___ RECORDS FOR THE EXERCISE ___

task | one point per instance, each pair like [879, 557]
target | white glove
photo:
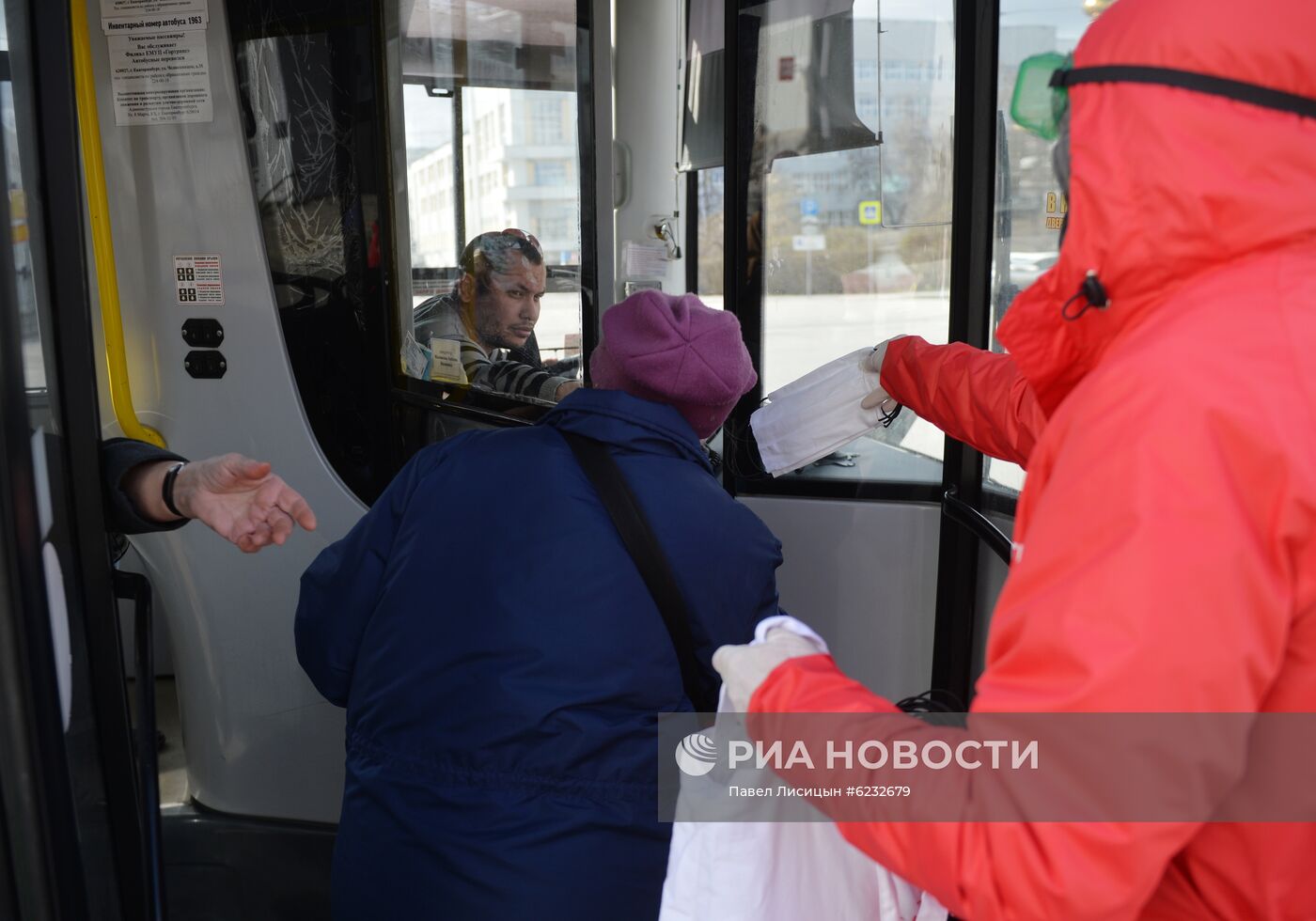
[745, 667]
[872, 364]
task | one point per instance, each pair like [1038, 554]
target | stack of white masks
[818, 414]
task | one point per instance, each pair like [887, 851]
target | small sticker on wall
[1057, 206]
[197, 280]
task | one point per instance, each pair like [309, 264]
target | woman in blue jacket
[502, 686]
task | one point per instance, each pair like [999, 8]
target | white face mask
[811, 417]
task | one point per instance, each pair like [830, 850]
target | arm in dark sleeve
[341, 588]
[509, 377]
[118, 457]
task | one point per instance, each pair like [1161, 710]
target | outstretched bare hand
[241, 500]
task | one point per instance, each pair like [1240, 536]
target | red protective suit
[1167, 536]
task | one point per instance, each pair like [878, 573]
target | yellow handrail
[102, 241]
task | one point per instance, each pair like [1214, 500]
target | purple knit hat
[674, 351]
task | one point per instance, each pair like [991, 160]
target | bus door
[853, 175]
[74, 839]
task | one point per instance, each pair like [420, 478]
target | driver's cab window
[490, 230]
[1029, 204]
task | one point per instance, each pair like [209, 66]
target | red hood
[1167, 183]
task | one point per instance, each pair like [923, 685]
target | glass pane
[713, 219]
[490, 118]
[431, 183]
[53, 526]
[836, 275]
[312, 124]
[33, 364]
[1029, 204]
[915, 82]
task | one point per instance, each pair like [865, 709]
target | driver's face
[507, 312]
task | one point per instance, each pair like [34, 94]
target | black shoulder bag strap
[649, 556]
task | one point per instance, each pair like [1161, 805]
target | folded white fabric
[780, 871]
[818, 414]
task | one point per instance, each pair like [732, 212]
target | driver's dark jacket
[503, 666]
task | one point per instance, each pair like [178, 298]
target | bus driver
[491, 315]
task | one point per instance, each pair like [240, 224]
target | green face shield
[1037, 105]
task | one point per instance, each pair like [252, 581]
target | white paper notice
[160, 69]
[199, 279]
[115, 8]
[644, 260]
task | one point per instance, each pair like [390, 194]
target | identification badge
[415, 361]
[446, 362]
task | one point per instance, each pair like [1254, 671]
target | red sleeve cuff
[895, 378]
[813, 684]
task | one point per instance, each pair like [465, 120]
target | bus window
[490, 121]
[33, 364]
[711, 213]
[1029, 206]
[844, 265]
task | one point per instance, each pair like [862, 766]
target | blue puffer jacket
[503, 666]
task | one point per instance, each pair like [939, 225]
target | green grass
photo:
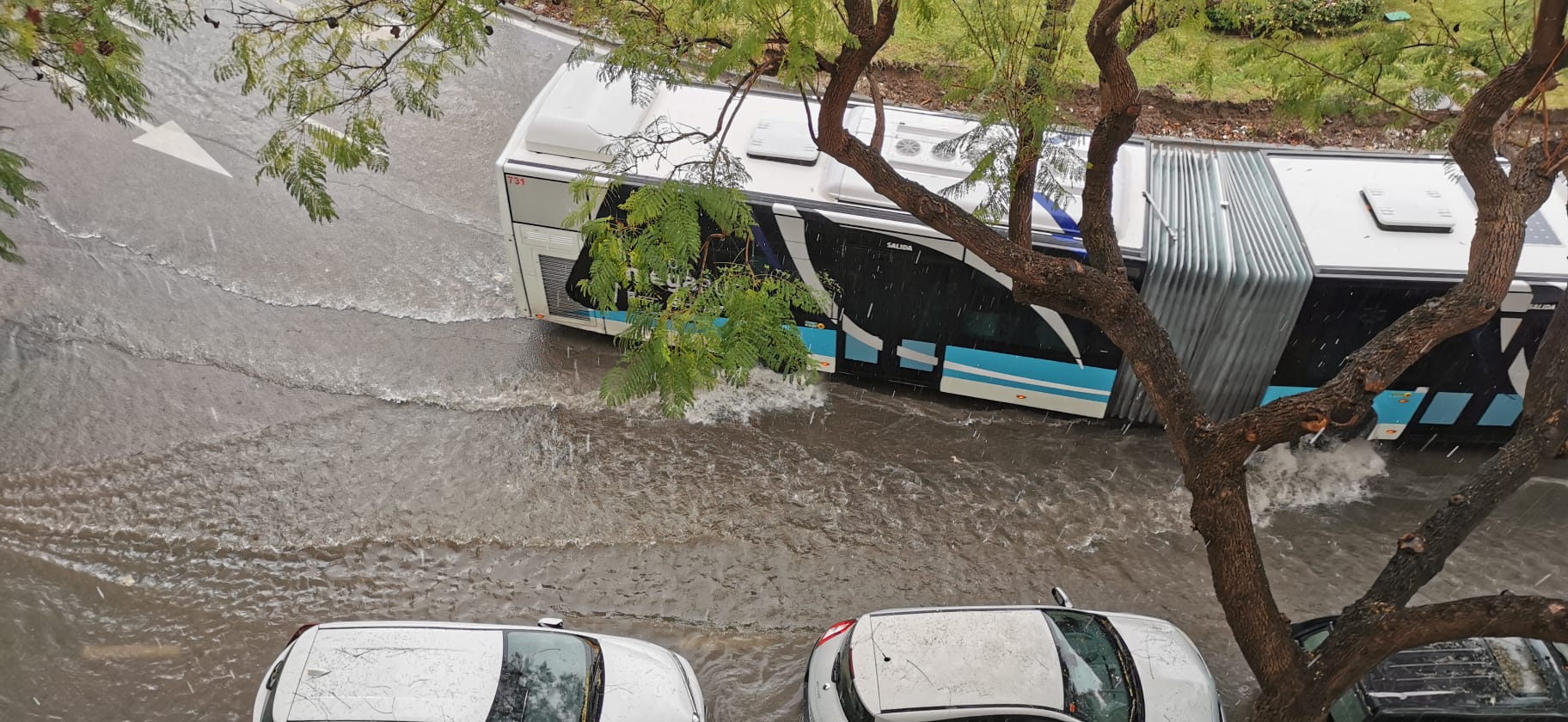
[1175, 58]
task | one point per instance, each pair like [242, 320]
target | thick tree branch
[1345, 398]
[1421, 554]
[1354, 649]
[1503, 202]
[1118, 116]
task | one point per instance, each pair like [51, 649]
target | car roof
[957, 658]
[401, 672]
[1479, 676]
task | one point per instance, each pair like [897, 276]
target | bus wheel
[1338, 436]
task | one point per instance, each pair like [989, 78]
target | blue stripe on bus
[1033, 369]
[1504, 411]
[919, 346]
[1069, 230]
[854, 350]
[949, 373]
[820, 342]
[1446, 407]
[1398, 407]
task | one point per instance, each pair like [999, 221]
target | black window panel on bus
[1339, 315]
[897, 289]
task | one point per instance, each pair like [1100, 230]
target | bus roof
[1377, 213]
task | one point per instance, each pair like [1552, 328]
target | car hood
[386, 674]
[1176, 683]
[645, 683]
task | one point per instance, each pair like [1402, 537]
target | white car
[1007, 663]
[456, 672]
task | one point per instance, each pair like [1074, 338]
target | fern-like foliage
[700, 309]
[333, 70]
[17, 190]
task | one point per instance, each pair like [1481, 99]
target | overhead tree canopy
[700, 316]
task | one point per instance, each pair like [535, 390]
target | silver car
[1007, 663]
[456, 672]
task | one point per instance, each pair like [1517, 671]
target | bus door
[894, 298]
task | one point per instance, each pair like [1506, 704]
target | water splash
[764, 394]
[493, 297]
[1295, 478]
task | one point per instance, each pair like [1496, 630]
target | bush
[1255, 17]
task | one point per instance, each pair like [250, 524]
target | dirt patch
[1170, 114]
[1164, 112]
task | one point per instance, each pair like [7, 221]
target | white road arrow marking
[171, 138]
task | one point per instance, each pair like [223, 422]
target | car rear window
[546, 677]
[1093, 669]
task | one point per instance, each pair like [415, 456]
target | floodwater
[220, 422]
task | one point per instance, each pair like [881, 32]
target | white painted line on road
[131, 652]
[173, 140]
[319, 124]
[132, 24]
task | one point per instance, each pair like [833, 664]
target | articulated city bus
[1267, 265]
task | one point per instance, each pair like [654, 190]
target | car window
[848, 697]
[1093, 668]
[1314, 639]
[544, 677]
[1349, 707]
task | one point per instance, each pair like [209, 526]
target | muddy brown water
[220, 422]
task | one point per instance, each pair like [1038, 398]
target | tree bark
[1294, 685]
[1421, 554]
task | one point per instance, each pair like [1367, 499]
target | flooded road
[220, 422]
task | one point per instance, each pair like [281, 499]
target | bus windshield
[1093, 669]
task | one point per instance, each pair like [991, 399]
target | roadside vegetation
[359, 63]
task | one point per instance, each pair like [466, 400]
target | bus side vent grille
[555, 272]
[1227, 278]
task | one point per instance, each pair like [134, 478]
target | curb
[552, 24]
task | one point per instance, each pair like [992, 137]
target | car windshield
[548, 677]
[1093, 668]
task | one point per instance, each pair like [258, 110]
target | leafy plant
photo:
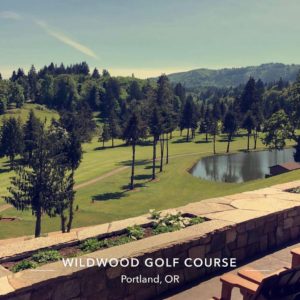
[90, 245]
[135, 232]
[46, 256]
[24, 265]
[196, 220]
[154, 214]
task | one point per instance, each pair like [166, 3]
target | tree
[32, 187]
[32, 82]
[214, 130]
[105, 134]
[249, 96]
[164, 100]
[12, 142]
[155, 125]
[249, 125]
[32, 130]
[134, 130]
[96, 74]
[277, 130]
[230, 126]
[114, 127]
[17, 95]
[189, 116]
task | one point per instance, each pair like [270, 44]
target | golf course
[101, 181]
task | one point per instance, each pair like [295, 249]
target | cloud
[10, 15]
[66, 40]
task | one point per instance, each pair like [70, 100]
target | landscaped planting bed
[295, 190]
[158, 225]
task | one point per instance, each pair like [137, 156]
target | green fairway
[108, 199]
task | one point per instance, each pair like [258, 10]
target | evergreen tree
[96, 74]
[277, 130]
[249, 125]
[105, 134]
[32, 130]
[134, 131]
[32, 188]
[114, 127]
[17, 95]
[12, 142]
[230, 126]
[155, 125]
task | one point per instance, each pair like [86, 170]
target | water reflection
[240, 167]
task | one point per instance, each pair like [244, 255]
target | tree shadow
[139, 162]
[203, 142]
[157, 166]
[182, 140]
[108, 196]
[143, 177]
[106, 147]
[145, 143]
[126, 187]
[4, 171]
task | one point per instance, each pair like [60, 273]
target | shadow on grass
[126, 187]
[157, 166]
[139, 162]
[108, 196]
[143, 177]
[182, 140]
[203, 142]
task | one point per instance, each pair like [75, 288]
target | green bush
[135, 232]
[43, 257]
[119, 241]
[24, 265]
[154, 214]
[196, 220]
[90, 245]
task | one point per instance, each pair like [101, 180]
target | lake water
[240, 167]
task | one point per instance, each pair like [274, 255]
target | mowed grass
[109, 199]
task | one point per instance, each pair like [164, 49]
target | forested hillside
[195, 79]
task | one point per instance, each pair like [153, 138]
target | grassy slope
[175, 187]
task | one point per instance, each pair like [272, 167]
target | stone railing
[241, 226]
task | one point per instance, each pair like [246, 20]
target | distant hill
[233, 77]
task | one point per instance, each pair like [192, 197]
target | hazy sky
[148, 37]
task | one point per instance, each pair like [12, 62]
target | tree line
[47, 157]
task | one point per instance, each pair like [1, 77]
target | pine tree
[155, 125]
[230, 127]
[32, 131]
[32, 187]
[105, 134]
[249, 125]
[134, 131]
[12, 141]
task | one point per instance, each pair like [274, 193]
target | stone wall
[211, 239]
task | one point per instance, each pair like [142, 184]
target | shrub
[154, 214]
[196, 220]
[135, 232]
[90, 245]
[119, 241]
[46, 256]
[24, 265]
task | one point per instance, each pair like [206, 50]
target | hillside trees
[135, 130]
[11, 142]
[230, 126]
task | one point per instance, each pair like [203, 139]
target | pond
[240, 167]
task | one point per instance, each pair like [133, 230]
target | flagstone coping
[233, 208]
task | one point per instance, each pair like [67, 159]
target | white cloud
[10, 15]
[66, 40]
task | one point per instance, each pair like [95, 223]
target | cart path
[99, 178]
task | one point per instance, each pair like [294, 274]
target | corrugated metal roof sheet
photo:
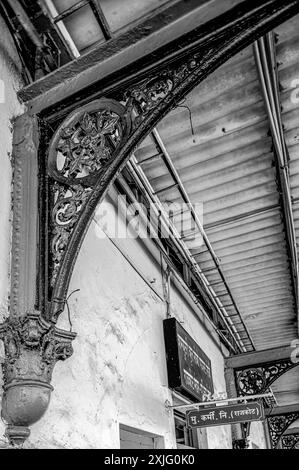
[229, 166]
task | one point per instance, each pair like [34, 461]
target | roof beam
[120, 53]
[266, 61]
[259, 357]
[281, 410]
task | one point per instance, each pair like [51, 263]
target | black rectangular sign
[188, 367]
[222, 415]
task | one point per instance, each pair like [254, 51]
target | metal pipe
[269, 83]
[228, 400]
[26, 22]
[176, 279]
[139, 174]
[173, 171]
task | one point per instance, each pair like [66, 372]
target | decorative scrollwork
[290, 441]
[252, 381]
[279, 424]
[80, 149]
[68, 202]
[148, 94]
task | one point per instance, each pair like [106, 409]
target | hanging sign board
[188, 367]
[228, 414]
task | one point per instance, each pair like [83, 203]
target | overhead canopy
[221, 146]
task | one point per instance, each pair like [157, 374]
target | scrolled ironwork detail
[279, 424]
[86, 142]
[80, 149]
[32, 348]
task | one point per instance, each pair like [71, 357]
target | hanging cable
[190, 118]
[68, 309]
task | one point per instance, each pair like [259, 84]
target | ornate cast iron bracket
[32, 348]
[93, 143]
[87, 151]
[278, 426]
[257, 380]
[290, 441]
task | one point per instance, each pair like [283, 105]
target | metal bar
[26, 22]
[228, 400]
[70, 10]
[98, 13]
[265, 56]
[143, 181]
[238, 218]
[176, 177]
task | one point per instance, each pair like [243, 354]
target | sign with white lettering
[189, 369]
[222, 415]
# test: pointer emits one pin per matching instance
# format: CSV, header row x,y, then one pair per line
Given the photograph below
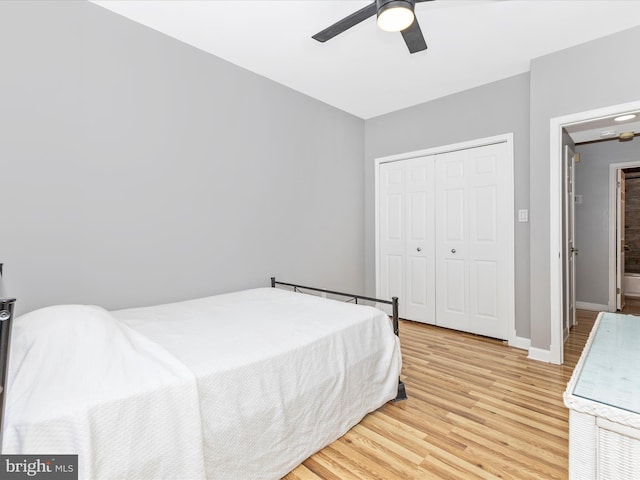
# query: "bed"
x,y
241,385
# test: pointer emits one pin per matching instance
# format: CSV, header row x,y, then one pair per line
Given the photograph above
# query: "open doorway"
x,y
583,121
624,234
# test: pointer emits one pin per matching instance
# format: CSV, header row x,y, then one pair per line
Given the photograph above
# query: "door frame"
x,y
613,227
556,226
480,142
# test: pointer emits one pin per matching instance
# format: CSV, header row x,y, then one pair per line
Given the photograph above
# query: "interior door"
x,y
406,236
472,219
419,287
620,239
392,232
570,242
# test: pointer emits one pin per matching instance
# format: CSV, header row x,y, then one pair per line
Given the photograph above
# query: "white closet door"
x,y
419,292
472,262
406,236
392,231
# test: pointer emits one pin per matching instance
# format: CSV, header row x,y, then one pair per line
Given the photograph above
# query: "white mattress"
x,y
274,377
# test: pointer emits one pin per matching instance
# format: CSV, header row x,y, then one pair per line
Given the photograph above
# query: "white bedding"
x,y
274,377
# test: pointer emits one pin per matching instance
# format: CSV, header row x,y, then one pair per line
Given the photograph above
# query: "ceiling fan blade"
x,y
346,23
413,38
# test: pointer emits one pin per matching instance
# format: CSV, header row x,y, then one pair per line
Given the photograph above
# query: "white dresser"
x,y
603,397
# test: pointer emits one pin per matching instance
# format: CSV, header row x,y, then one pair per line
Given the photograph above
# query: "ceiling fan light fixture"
x,y
395,15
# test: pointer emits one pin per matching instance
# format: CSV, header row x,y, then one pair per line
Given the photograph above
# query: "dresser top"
x,y
610,373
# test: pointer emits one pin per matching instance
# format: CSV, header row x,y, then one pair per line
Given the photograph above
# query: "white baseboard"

___

Within the listing above, locate the line containing "task | one point per instance, each pair like [881, 32]" and the line containing "task | one point per instance, each pair like [1367, 499]". Reproduce those two lines and all lines between them exactly, with nothing added.

task | one point per instance, each pair like [881, 32]
target | white painted line on road
[131, 652]
[173, 140]
[319, 124]
[132, 24]
task | one point per instance, each pair like [833, 664]
target | articulated city bus
[1267, 265]
task | one point per instance, each pair like [654, 190]
target | car window
[848, 697]
[1093, 668]
[1314, 639]
[544, 677]
[1349, 707]
task | one point per instance, each pair like [209, 526]
target | muddy brown water
[220, 422]
task | one point per instance, each pair like [1038, 398]
target | tree bark
[1294, 685]
[1421, 554]
task | one point per instance, each pair like [1367, 499]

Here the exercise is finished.